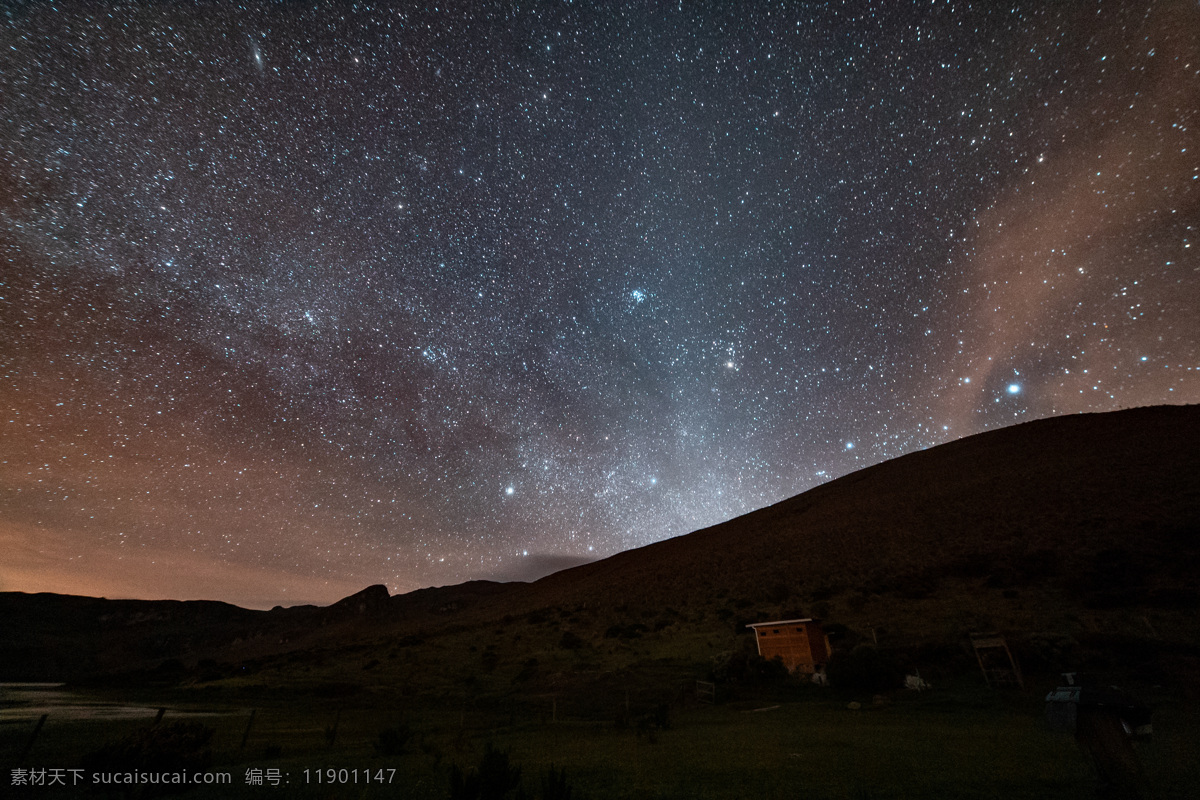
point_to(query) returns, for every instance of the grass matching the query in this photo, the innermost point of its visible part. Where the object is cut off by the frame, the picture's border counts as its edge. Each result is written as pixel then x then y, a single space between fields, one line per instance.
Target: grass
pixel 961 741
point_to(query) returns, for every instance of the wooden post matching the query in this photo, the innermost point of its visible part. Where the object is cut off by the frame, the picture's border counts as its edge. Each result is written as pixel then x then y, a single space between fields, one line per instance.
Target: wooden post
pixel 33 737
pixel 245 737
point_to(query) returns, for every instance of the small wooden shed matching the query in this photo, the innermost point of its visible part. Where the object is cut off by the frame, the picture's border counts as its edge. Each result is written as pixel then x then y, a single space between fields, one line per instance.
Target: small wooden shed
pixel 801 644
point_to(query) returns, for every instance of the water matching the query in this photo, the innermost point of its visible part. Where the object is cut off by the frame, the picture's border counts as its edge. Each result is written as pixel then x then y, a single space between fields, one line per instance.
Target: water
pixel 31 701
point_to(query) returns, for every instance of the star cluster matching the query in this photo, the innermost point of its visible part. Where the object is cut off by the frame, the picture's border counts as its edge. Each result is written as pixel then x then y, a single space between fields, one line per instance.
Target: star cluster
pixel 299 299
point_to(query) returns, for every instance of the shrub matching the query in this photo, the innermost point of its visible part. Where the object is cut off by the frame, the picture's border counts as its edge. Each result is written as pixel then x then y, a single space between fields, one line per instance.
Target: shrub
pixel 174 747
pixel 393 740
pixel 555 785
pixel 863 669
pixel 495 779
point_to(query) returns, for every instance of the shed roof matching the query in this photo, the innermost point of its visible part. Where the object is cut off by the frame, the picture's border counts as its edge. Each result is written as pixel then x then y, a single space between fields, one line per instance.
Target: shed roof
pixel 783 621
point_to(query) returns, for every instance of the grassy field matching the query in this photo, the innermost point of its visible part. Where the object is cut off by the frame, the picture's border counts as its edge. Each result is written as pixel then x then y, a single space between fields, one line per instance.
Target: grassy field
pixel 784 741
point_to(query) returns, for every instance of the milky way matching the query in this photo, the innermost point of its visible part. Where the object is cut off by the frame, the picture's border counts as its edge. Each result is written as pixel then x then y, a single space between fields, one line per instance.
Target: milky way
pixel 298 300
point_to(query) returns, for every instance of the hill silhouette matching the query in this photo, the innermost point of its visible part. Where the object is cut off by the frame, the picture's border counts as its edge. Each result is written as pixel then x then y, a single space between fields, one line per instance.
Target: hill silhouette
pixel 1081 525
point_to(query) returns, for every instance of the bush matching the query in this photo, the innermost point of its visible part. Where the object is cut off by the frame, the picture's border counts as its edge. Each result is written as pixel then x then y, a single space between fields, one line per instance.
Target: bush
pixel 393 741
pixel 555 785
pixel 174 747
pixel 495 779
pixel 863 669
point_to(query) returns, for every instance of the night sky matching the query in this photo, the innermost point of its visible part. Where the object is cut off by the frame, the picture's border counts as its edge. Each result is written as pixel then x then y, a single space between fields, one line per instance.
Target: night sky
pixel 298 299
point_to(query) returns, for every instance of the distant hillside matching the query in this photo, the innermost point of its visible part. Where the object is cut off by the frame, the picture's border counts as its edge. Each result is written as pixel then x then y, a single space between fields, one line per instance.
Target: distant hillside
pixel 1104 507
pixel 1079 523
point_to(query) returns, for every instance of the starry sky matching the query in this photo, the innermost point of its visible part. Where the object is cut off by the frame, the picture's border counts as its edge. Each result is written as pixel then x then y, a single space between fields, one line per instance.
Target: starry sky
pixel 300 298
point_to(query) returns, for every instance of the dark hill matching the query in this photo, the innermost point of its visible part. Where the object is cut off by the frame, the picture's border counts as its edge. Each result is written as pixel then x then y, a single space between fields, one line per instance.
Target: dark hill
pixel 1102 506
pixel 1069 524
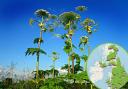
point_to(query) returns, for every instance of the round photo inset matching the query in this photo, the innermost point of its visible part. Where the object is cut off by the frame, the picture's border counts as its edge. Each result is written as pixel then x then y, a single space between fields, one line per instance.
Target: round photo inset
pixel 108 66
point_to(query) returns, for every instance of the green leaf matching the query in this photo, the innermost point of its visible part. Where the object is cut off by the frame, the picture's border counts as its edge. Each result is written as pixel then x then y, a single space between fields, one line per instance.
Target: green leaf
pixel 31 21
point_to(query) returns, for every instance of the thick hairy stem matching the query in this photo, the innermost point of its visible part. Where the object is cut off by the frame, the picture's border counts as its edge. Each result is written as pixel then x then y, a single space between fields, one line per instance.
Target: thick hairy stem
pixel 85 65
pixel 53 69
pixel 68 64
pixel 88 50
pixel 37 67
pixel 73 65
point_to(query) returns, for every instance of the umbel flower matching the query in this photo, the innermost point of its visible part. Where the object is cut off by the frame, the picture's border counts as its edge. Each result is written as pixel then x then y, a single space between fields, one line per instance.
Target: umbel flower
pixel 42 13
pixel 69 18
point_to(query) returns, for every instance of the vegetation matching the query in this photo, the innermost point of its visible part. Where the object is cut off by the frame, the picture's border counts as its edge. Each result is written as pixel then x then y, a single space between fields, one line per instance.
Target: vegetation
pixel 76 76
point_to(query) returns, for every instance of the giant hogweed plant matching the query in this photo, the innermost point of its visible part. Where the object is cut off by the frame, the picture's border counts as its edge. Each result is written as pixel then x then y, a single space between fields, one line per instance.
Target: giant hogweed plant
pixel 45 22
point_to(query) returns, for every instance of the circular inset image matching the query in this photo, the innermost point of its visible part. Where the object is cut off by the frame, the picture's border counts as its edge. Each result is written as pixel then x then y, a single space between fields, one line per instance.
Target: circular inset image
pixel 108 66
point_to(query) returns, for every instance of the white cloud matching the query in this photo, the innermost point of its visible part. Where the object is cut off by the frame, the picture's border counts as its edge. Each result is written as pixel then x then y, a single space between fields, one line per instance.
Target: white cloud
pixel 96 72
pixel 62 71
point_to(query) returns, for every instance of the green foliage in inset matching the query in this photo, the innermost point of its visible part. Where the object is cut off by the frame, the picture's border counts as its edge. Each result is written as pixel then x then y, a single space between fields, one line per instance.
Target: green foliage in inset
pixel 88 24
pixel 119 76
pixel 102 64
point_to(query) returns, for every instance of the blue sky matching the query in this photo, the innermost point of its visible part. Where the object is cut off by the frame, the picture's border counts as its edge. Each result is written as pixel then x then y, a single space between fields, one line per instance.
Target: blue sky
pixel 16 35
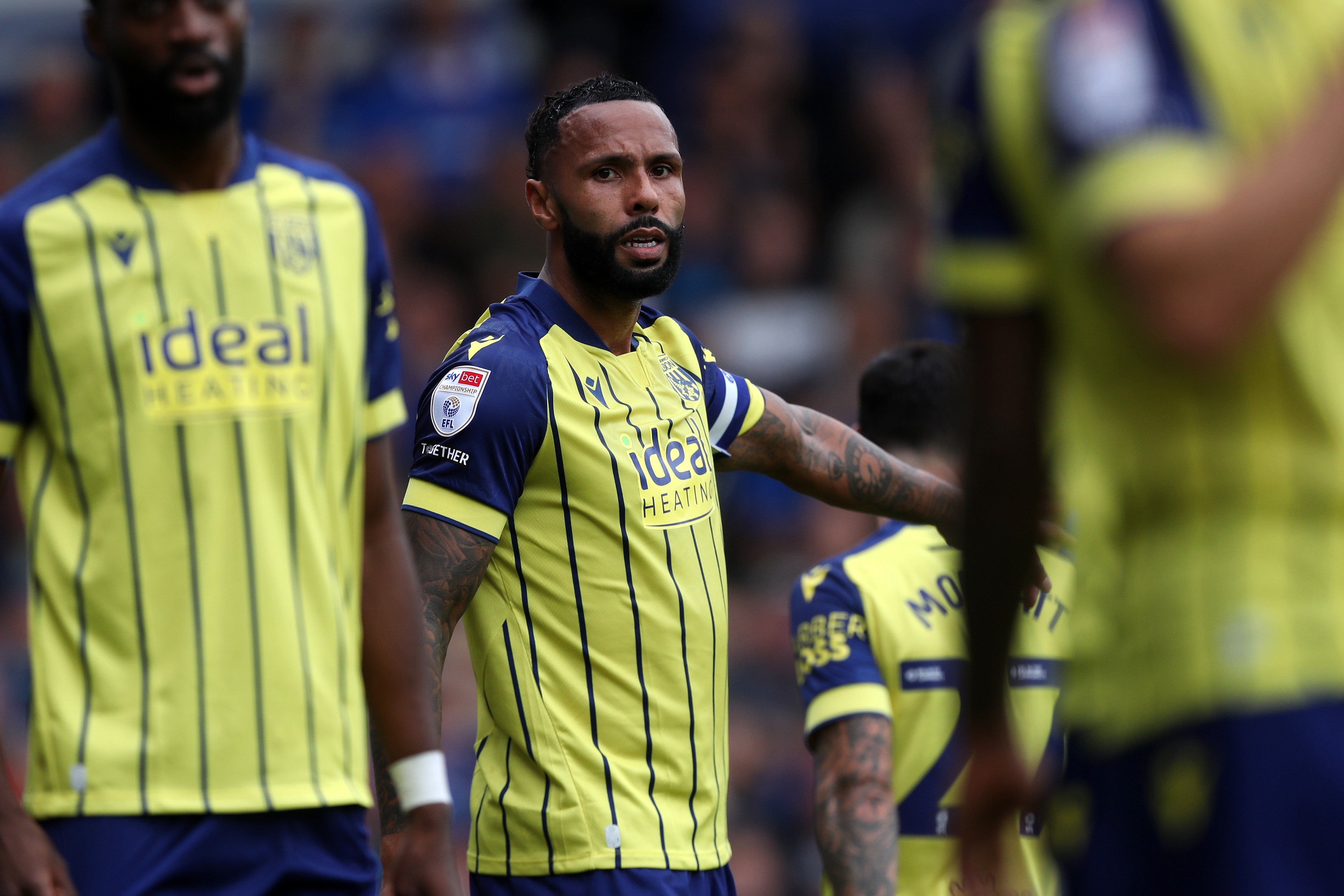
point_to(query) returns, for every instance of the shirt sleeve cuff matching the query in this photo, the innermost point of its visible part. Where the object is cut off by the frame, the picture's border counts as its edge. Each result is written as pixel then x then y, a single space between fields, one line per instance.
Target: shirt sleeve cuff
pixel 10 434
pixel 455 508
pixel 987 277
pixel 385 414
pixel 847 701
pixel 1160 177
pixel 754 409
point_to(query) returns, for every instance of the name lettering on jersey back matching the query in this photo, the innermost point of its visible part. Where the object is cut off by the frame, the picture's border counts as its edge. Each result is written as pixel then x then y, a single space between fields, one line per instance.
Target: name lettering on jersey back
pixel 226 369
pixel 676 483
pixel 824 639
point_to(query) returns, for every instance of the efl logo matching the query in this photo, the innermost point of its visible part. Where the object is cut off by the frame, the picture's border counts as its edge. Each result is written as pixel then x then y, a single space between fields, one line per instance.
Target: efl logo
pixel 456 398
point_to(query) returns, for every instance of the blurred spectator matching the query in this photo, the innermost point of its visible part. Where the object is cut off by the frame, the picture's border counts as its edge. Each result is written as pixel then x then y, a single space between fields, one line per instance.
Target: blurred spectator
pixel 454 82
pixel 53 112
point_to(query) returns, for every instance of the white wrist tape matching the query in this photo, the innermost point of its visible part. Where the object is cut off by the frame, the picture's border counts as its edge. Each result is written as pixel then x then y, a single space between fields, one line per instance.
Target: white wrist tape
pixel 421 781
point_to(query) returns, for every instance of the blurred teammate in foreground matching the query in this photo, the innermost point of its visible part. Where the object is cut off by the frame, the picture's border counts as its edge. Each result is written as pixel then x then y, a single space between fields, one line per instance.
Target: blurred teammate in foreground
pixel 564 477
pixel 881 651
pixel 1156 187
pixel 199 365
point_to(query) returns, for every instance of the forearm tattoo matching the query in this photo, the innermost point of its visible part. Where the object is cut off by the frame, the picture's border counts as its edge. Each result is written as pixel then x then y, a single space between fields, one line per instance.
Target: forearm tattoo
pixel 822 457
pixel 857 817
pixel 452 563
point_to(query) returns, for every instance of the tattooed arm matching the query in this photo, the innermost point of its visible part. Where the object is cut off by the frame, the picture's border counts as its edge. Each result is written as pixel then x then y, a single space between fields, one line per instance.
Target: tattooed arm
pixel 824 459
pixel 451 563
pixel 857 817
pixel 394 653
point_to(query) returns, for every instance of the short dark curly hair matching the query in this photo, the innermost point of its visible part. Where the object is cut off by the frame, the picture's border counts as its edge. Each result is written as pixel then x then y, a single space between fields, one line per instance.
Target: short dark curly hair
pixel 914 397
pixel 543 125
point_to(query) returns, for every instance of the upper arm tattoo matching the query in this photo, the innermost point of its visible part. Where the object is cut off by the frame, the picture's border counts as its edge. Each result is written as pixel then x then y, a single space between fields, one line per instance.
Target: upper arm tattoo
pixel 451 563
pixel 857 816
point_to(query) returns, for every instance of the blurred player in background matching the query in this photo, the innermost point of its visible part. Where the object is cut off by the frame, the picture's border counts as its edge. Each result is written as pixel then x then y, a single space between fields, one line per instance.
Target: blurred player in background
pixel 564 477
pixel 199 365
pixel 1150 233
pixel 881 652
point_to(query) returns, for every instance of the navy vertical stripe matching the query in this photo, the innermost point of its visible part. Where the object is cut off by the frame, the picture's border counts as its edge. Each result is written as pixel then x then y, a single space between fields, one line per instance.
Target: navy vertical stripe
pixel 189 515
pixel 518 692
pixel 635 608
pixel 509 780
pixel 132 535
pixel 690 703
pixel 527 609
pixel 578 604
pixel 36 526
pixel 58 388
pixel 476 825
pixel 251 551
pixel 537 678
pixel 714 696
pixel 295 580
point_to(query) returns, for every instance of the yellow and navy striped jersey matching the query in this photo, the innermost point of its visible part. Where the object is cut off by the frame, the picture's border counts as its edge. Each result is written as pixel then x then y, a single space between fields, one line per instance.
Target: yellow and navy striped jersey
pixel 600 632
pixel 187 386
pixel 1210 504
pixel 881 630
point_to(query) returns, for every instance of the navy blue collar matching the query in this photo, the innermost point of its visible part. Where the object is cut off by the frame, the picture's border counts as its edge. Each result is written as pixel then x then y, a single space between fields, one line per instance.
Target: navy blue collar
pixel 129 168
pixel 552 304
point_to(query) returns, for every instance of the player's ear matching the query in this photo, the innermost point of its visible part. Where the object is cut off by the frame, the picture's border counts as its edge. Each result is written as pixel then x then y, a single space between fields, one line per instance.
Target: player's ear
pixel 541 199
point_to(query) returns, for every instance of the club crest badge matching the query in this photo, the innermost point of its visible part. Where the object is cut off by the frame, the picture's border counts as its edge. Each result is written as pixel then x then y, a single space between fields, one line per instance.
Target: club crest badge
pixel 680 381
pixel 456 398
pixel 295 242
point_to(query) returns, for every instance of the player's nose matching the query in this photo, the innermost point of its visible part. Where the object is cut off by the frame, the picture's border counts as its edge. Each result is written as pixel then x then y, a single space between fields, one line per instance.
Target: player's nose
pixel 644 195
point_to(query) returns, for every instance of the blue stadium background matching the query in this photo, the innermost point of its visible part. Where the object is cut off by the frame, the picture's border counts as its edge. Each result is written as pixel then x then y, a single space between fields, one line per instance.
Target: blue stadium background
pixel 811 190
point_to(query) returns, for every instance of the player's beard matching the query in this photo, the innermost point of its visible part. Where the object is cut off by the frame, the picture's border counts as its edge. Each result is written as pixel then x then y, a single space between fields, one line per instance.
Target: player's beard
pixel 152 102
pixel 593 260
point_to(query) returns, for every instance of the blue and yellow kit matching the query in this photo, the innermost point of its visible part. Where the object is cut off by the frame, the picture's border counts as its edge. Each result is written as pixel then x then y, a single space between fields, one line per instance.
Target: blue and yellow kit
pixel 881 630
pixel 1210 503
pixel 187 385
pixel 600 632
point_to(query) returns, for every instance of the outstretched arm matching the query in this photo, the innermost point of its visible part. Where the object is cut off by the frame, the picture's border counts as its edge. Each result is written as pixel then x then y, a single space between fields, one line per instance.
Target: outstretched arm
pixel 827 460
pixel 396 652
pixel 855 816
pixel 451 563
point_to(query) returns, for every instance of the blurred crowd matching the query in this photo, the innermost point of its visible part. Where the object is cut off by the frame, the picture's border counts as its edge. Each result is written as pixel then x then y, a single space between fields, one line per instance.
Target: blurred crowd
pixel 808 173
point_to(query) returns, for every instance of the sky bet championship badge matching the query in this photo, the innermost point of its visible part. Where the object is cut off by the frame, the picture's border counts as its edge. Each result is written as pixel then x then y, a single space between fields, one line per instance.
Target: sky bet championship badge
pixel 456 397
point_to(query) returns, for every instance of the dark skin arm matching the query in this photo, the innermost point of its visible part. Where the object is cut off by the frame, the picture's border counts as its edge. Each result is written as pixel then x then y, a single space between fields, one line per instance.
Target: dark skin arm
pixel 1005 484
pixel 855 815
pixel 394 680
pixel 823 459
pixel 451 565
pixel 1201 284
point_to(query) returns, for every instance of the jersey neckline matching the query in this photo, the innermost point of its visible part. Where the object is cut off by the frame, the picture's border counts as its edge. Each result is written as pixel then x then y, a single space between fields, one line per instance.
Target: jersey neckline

-=-=-

Reproduce word for word the lines of the material above, starting at the line that contains "point_to(query) returns, for every instance of the green leaf" and ending after the line that contains "pixel 73 65".

**Result of this exercise**
point_to(query) returns, for every instance of the green leaf matching the query in this photo, the innermost point of its visible part. Where the object is cut off by the frame, the picture's border counts as its edge. Each result is written as pixel then x then y, a single space between fields, one line per instance.
Target: green leaf
pixel 31 21
point_to(query) returns, for every instance of the thick hairy stem matching the query in this photo, the innermost point of its visible part. Where the object is cut off by the frame, the picture's border counts as its edge. Each result is written as pixel then x then y, a single space between fields, one line per instance.
Target: thick hairy stem
pixel 85 65
pixel 53 69
pixel 68 64
pixel 88 50
pixel 37 67
pixel 73 65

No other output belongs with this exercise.